§ Brano scelto:
• • •
Il gesuita si stava recando nel neonato "Stato islamico di Raqqa" dove le milizie si combattono intorno una diga

Di Susan Dabbous
Pubblicato il 31 Lug. 2013 alle 14:48

Elettricità e acqua. A Raqqa, nel nord della Siria, la battaglia infuriata a fine marzo tra islamisti filo al Qaeda e il battaglione al Faruq dell’esercito siriano libero, si è consumata attorno al controllo di una delle dighe più grandi del Paese. Il risultato, scontato, ha visto la vittoria dei miliziani che rispondono direttamente agli ordini di Ayman al Zawahiri, successore di Osama Bin Laden. Da lì la formazione dello Stato islamico di Raqqa, la cui popolazione (mezzo milione di abitanti) vedeva anche molti cristiani, ma già ad aprile i cittadini sarebbero scesi a meno di 100.000. Sapeva tutto questo Padre Paolo dall’Oglio di cui non si hanno più notizie da sabato scorso. Da quando era stato espulso dalla sua Mar Musa, monastero a 80 chilometri da Damasco, Padre Paolo faceva la spola tra Siria, Turchia e Iraq, in particolare nelle aree curde.

Il gruppo di qaidisti per “Lo stato islamico di Iraq e Levante” (ex Jabhat al Nusra), che governa Raqqa, è presente anche nel villaggio cristiano di Ghassanie, vicino Latakia, dove il 23 giugno scorso è stato ucciso padre François Mourad, francescano. Più recente è invece l’omicidio di un popolare leader dell’Esercito siriano libero, Kamal Hammami, freddato davanti ai suoi uomini mentre andava ad incontrare i qaidisti per preparare nuovi attacchi contro il regime. (Vedi post “Storia di un cannibale improvvisato”).
• • •
§ Dati mostrati:
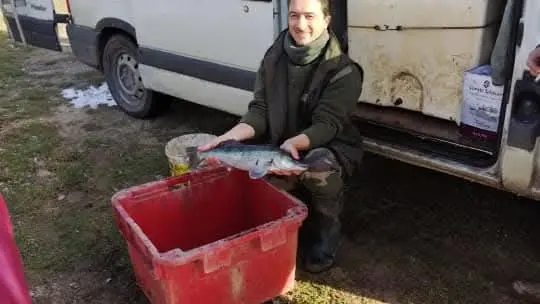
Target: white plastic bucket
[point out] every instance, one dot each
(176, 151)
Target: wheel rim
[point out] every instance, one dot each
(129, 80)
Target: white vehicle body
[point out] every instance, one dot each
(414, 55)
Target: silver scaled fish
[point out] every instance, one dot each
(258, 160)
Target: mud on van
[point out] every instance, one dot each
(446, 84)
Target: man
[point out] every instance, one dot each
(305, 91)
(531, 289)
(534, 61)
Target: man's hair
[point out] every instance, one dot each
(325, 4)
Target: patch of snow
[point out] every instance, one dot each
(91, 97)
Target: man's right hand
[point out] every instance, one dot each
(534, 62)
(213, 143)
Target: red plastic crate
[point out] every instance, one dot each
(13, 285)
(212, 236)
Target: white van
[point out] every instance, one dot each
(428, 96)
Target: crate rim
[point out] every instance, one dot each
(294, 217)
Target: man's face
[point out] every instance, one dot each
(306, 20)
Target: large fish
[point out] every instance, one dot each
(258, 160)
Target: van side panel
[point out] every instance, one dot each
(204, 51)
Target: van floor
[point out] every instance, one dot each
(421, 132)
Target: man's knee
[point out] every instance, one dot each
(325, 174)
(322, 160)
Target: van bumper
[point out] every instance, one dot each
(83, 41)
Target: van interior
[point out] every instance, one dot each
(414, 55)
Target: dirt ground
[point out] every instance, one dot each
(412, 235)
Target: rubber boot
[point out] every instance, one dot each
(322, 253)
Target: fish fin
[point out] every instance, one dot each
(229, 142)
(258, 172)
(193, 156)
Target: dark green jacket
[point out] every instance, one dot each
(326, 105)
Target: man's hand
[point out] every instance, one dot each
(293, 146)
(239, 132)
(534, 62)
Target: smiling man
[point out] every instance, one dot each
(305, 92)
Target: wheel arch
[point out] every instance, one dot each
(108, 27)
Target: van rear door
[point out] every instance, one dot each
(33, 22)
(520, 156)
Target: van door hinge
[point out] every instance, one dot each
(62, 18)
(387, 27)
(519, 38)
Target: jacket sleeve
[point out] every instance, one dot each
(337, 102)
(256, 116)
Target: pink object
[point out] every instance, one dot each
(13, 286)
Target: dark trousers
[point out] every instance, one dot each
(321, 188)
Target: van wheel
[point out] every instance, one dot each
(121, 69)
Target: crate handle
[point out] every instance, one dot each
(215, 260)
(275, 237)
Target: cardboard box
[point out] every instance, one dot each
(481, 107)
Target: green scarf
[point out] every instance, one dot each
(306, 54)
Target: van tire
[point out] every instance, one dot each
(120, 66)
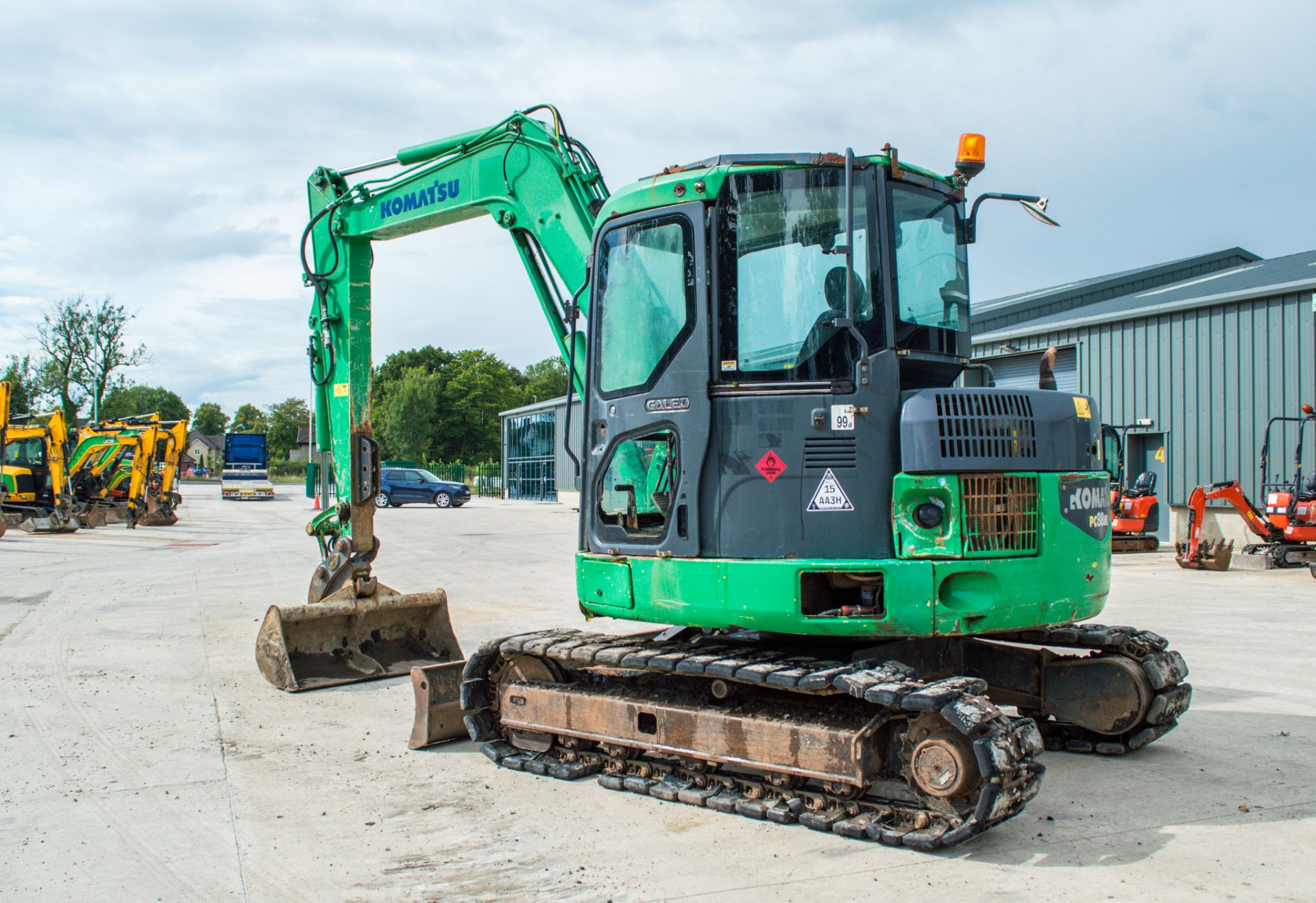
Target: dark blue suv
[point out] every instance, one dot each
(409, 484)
• • •
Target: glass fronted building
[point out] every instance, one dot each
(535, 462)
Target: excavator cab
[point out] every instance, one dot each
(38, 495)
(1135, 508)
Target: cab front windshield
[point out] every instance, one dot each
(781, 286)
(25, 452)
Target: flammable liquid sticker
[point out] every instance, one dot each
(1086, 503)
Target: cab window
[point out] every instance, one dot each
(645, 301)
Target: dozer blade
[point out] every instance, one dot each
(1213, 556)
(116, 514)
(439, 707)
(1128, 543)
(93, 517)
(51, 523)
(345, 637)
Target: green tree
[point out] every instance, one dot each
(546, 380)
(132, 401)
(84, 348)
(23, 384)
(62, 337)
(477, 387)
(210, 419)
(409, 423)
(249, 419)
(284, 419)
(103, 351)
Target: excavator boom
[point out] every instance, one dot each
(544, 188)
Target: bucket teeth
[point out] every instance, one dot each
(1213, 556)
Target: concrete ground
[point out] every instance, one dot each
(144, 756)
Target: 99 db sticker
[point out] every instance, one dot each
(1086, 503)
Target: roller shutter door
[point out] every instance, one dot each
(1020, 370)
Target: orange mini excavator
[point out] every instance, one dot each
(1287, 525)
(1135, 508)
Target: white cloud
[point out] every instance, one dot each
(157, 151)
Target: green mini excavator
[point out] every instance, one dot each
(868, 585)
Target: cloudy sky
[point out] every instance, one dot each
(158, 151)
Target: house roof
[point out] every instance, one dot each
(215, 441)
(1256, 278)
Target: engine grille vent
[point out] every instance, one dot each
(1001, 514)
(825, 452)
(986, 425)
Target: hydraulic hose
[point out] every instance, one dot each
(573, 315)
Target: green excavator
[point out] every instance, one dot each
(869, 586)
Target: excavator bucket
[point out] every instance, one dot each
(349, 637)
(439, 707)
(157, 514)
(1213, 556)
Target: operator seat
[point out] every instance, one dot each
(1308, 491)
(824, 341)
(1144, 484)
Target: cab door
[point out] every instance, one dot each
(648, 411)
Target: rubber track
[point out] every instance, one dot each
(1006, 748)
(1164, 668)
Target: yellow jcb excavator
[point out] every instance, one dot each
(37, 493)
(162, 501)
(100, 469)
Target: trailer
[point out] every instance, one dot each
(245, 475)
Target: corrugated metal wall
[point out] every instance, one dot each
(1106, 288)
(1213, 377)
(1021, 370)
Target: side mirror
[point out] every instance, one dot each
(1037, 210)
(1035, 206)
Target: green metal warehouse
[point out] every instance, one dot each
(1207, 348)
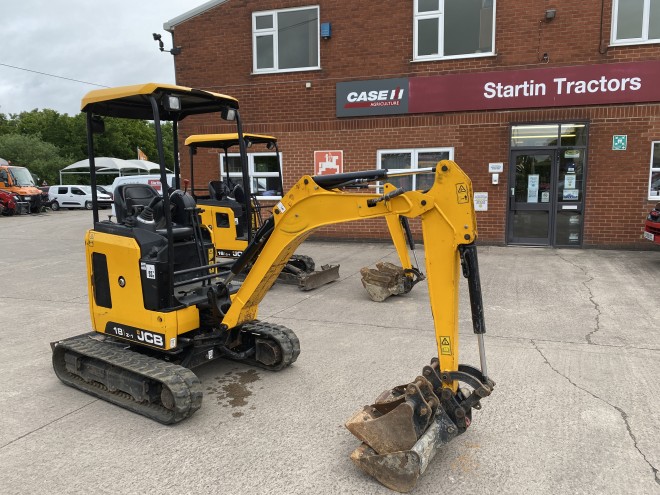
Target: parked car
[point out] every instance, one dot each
• • •
§ Compiti scritti:
#1 Secondo il brano scelto, a quale distanza da Damasco si trova il monastero di Mar Musa?
#2 Per favore, modifica il brano scelto nella parte che comincia con "Elettricità e acqua." e prosegue fino a "nelle aree curde.", e riportala mettendo "residenti" al posto di "abitanti".

§ Risposte:
#1 A 80 chilometri da Damasco.

#2
Elettricità e acqua. A Raqqa, nel nord della Siria, la battaglia infuriata a fine marzo tra islamisti filo al Qaeda e il battaglione al Faruq dell’esercito siriano libero, si è consumata attorno al controllo di una delle dighe più grandi del Paese. Il risultato, scontato, ha visto la vittoria dei miliziani che rispondono direttamente agli ordini di Ayman al Zawahiri, successore di Osama Bin Laden. Da lì la formazione dello Stato islamico di Raqqa, la cui popolazione (mezzo milione di residenti) vedeva anche molti cristiani, ma già ad aprile i cittadini sarebbero scesi a meno di 100.000. Sapeva tutto questo Padre Paolo dall’Oglio di cui non si hanno più notizie da sabato scorso. Da quando era stato espulso dalla sua Mar Musa, monastero a 80 chilometri da Damasco, Padre Paolo faceva la spola tra Siria, Turchia e Iraq, in particolare nelle aree curde.